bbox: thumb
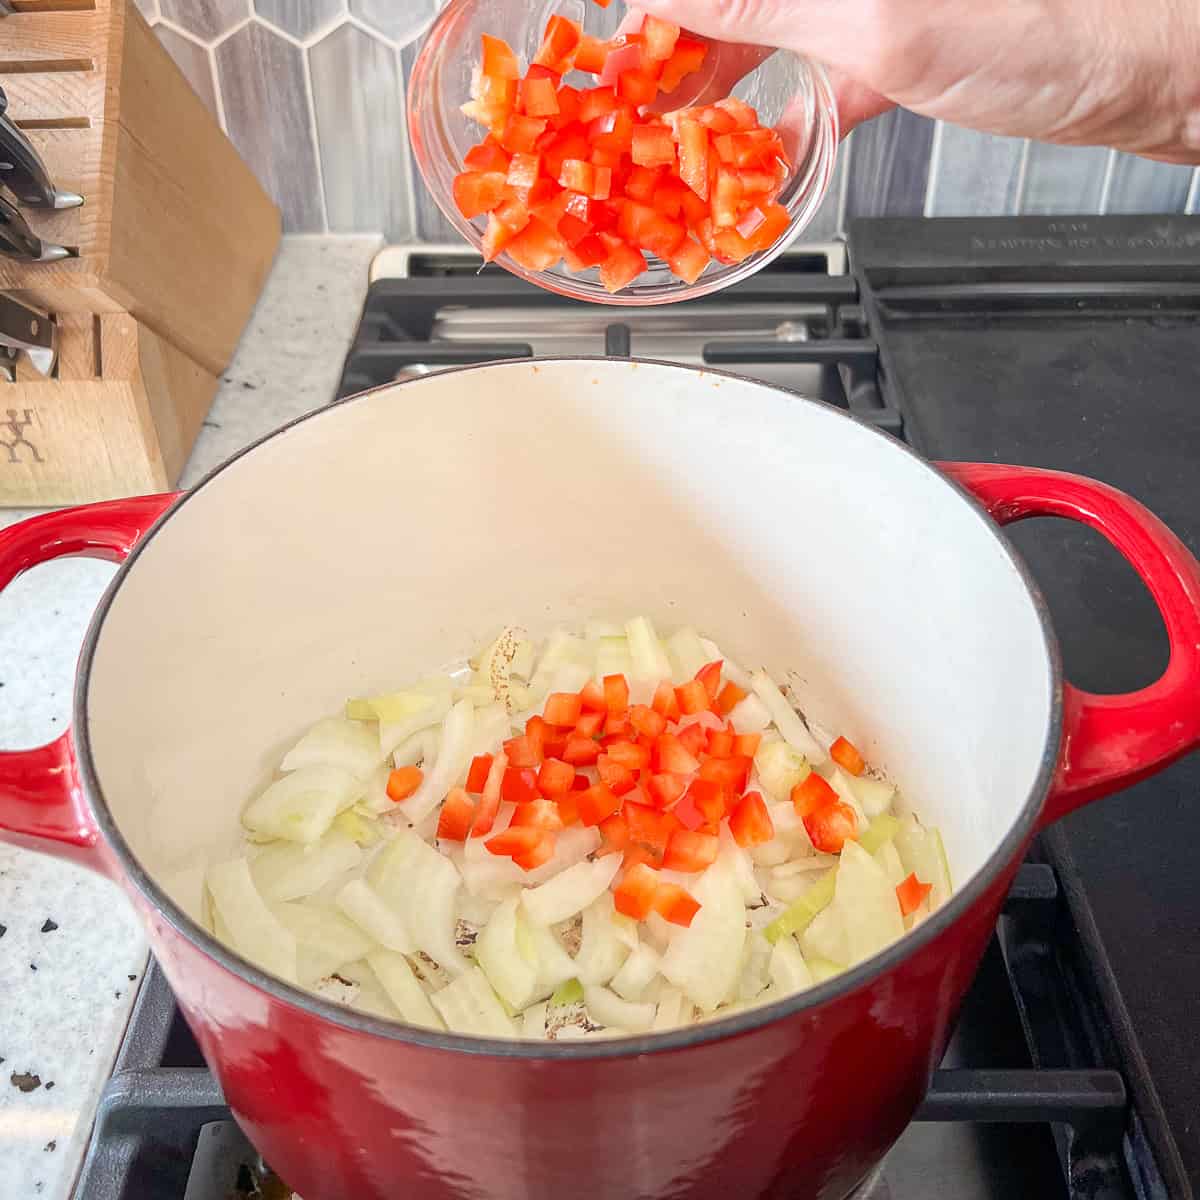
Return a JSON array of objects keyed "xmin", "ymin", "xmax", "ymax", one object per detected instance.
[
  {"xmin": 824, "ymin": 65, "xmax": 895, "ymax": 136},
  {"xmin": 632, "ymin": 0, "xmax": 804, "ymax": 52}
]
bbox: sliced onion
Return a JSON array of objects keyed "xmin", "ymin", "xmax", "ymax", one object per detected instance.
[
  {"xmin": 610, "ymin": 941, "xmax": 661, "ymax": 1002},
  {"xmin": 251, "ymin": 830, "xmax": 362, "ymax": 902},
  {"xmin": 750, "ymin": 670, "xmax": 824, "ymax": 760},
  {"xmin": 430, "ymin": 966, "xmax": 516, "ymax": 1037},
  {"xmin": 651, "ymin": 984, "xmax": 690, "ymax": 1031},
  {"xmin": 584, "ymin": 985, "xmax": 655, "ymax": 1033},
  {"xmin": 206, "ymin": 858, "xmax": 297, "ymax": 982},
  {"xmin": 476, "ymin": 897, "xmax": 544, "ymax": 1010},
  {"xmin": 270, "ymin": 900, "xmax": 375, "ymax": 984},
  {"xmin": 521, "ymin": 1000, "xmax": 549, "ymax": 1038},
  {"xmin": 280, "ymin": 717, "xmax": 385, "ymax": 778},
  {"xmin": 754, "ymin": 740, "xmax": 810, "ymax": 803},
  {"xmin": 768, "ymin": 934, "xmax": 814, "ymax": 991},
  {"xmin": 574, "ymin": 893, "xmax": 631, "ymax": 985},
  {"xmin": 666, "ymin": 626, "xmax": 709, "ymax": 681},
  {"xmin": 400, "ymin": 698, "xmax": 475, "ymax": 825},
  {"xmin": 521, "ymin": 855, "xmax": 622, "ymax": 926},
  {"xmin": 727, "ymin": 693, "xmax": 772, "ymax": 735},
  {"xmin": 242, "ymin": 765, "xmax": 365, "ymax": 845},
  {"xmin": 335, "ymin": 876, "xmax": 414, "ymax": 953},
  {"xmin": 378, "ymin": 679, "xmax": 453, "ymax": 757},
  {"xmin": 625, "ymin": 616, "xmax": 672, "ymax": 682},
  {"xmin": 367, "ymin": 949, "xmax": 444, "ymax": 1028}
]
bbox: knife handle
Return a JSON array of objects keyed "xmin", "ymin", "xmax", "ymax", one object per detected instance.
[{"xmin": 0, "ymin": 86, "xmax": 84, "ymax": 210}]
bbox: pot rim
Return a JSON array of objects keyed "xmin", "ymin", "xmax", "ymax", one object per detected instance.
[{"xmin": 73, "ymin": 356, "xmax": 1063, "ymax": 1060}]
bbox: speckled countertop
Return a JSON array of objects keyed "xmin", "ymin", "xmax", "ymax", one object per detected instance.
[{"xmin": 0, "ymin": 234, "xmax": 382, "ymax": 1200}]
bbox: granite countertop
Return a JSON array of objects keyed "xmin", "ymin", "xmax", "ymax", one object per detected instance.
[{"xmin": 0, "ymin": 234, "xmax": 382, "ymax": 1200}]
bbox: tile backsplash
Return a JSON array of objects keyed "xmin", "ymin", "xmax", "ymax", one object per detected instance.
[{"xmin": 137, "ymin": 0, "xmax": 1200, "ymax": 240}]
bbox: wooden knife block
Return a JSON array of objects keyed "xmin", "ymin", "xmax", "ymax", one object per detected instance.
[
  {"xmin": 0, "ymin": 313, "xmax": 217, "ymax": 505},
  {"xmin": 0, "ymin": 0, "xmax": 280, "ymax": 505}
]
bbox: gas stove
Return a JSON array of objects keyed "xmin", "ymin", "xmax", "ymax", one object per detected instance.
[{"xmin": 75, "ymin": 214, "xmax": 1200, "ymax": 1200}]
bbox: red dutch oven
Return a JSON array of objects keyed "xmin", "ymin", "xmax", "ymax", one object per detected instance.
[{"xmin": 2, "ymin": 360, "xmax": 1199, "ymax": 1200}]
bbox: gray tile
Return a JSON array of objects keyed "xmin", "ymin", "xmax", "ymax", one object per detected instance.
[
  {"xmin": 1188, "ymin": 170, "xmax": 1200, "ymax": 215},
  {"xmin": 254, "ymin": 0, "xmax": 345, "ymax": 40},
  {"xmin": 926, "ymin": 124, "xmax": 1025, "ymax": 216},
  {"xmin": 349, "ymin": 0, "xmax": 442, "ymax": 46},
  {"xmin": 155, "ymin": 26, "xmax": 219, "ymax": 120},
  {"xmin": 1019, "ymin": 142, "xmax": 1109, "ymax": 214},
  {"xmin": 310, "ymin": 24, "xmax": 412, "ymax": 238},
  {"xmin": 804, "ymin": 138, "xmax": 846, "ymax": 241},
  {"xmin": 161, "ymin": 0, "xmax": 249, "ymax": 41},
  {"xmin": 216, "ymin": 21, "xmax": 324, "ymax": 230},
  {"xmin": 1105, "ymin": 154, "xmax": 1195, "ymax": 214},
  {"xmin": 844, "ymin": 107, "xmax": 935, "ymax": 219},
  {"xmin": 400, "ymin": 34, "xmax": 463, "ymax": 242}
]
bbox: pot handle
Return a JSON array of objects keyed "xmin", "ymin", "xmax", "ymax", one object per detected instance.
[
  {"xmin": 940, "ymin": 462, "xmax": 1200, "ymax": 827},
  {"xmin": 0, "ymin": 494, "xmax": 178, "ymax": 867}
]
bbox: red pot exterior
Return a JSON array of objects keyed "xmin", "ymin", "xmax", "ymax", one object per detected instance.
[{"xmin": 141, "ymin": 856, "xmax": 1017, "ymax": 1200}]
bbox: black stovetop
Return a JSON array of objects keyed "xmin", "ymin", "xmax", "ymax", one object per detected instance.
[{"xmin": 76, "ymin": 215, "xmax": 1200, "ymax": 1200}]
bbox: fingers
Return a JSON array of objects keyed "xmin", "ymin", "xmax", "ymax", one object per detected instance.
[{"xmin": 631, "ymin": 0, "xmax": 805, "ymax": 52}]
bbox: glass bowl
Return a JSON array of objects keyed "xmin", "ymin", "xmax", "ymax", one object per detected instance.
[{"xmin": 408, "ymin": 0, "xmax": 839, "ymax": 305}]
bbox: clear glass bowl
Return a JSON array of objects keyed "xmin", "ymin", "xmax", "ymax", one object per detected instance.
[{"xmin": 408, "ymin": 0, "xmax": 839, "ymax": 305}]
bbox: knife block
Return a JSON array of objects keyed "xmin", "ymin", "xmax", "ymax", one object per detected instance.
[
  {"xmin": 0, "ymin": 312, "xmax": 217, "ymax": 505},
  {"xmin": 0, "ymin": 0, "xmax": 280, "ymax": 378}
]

...

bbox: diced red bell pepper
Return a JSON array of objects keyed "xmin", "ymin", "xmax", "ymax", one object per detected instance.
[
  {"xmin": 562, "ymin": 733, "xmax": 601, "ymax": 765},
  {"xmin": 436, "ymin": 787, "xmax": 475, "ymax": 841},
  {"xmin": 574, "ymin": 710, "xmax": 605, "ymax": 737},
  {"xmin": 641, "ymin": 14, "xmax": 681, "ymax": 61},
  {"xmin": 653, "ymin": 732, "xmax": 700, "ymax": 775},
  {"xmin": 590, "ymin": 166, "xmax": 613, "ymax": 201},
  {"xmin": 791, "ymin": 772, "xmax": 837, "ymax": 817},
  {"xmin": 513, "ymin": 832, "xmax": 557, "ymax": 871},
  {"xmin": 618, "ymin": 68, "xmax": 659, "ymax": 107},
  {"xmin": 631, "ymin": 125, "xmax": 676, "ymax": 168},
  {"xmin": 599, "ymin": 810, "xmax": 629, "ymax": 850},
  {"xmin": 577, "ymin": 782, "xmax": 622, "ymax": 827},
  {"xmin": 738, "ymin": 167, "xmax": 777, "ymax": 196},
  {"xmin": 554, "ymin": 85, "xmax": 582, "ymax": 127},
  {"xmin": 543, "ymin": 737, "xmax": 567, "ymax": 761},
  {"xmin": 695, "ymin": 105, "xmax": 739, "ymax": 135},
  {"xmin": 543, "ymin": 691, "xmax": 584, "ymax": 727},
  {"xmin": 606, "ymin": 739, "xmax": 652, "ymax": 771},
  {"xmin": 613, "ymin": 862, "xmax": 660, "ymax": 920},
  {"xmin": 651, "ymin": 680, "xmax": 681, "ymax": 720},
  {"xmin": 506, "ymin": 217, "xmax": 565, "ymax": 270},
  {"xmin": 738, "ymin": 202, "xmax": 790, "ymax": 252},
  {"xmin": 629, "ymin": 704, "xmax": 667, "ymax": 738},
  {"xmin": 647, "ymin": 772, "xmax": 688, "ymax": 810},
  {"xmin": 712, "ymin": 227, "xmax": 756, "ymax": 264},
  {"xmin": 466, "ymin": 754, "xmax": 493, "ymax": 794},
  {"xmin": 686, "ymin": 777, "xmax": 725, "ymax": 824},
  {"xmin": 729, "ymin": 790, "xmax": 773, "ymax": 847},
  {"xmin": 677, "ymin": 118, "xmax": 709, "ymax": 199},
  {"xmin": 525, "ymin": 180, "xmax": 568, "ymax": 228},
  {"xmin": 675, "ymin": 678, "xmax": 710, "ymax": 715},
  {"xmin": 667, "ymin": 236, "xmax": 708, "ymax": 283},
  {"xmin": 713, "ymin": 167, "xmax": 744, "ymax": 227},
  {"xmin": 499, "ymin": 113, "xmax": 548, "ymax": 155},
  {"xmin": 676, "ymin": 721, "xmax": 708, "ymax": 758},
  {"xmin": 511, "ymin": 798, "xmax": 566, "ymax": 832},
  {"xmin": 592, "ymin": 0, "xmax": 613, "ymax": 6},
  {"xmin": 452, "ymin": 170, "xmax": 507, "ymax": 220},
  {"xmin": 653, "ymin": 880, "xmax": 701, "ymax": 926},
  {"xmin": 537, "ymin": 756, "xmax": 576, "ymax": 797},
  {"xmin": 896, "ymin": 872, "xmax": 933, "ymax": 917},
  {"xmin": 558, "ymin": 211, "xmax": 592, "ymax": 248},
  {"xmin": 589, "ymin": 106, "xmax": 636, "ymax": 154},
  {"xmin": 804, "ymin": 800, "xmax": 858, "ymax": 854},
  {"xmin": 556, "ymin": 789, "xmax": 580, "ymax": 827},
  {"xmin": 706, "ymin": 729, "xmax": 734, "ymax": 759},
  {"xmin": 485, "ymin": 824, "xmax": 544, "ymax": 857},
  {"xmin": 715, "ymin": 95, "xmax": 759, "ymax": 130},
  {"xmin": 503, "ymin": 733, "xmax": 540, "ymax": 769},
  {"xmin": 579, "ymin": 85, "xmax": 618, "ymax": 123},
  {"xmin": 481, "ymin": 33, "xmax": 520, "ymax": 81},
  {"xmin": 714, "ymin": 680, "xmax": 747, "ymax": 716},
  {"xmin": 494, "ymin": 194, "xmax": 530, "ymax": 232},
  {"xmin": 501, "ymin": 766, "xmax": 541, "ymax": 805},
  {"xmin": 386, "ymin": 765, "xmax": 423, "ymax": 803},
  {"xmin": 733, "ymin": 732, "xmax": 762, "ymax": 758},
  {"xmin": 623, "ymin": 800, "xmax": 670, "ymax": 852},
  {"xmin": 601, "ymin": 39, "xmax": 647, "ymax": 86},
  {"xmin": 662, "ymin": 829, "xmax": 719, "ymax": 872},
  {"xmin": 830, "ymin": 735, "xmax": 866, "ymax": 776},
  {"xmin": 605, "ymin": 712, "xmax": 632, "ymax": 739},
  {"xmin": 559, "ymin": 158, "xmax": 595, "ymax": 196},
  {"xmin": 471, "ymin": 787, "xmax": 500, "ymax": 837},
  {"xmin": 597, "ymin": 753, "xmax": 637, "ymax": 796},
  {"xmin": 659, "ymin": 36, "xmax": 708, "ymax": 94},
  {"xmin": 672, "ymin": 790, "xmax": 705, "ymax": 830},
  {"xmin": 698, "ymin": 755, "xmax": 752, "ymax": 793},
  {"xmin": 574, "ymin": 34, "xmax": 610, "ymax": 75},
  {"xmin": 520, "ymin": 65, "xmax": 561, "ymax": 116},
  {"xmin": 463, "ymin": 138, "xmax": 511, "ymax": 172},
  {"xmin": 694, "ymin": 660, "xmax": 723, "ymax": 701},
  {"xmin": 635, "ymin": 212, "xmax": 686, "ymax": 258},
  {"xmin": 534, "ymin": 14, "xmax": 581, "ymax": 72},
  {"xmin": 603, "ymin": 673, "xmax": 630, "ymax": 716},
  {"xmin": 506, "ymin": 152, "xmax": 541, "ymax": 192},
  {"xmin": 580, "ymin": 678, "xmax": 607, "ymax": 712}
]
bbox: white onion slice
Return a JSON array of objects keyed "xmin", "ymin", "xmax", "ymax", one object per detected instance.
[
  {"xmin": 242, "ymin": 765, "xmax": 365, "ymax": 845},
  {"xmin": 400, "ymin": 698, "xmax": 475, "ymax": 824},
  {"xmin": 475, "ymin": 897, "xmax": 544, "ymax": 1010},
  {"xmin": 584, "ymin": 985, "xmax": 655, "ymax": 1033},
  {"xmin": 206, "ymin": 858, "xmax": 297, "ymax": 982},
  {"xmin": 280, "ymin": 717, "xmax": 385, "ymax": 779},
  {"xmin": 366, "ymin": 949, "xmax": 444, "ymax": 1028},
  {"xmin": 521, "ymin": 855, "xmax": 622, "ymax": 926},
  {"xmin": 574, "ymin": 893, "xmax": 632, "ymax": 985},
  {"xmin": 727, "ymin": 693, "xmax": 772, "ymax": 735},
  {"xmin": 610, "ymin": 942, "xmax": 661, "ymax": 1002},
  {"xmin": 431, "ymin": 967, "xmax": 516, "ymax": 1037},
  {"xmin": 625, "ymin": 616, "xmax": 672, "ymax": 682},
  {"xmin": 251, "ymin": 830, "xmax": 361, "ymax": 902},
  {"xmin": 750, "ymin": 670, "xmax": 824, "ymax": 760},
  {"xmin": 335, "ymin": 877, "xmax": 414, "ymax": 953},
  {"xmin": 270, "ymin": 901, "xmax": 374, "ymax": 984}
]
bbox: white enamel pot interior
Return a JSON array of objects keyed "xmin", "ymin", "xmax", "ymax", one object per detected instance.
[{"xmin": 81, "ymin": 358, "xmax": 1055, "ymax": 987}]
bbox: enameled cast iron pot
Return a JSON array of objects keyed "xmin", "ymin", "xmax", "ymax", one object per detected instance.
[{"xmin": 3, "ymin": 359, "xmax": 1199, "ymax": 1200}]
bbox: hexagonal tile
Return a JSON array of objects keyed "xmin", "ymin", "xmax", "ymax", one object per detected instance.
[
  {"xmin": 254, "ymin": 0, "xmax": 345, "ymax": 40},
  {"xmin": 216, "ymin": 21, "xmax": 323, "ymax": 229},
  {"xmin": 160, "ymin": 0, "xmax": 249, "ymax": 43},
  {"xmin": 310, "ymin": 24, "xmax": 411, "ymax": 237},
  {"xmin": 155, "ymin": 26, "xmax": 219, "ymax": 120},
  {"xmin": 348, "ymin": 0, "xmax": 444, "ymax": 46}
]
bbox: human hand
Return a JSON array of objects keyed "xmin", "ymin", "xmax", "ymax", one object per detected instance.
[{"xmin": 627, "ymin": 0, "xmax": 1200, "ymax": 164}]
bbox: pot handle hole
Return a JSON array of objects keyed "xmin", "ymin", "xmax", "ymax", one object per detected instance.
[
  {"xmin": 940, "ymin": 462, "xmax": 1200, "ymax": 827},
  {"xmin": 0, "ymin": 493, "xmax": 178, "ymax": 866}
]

#### WHAT IS REQUIRED:
Using the material above, copy every line in which the string "glass" occurs.

#### OUTPUT FOR THIS TASK:
bbox: glass bowl
bbox: clear glass bowl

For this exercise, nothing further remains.